Exact reproduction of the data is required, with images excluded.

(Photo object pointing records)
——

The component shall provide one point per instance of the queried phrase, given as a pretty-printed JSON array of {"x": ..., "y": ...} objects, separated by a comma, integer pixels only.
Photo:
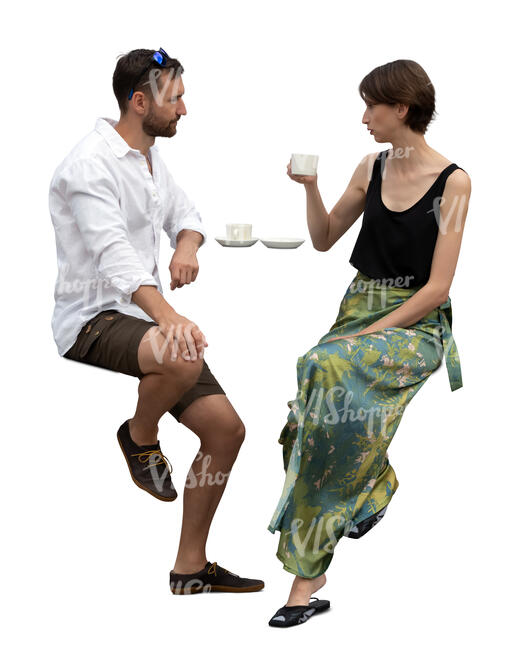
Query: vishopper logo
[
  {"x": 170, "y": 341},
  {"x": 400, "y": 152},
  {"x": 372, "y": 415},
  {"x": 318, "y": 530},
  {"x": 194, "y": 585},
  {"x": 154, "y": 74},
  {"x": 199, "y": 479},
  {"x": 378, "y": 287},
  {"x": 82, "y": 285},
  {"x": 158, "y": 463}
]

——

- [Task answer]:
The component shall provide one point per instance of the queried phrase, given as a pretty-printed JSON array of {"x": ..., "y": ...} objects, separated by a comma, integer pixels only.
Photo:
Query: vishopper logo
[
  {"x": 170, "y": 341},
  {"x": 400, "y": 152},
  {"x": 372, "y": 415},
  {"x": 318, "y": 530},
  {"x": 194, "y": 585},
  {"x": 154, "y": 74},
  {"x": 199, "y": 479},
  {"x": 378, "y": 287},
  {"x": 82, "y": 285},
  {"x": 158, "y": 463}
]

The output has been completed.